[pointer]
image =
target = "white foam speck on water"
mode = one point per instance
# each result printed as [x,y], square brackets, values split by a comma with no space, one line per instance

* **WHAT TO PRODUCE**
Lines from the records above that hold "instance" are the ones to list.

* **SOLUTION**
mode = one point per instance
# each result printed as [x,y], square brackets, values split by a comma with no space, one line per instance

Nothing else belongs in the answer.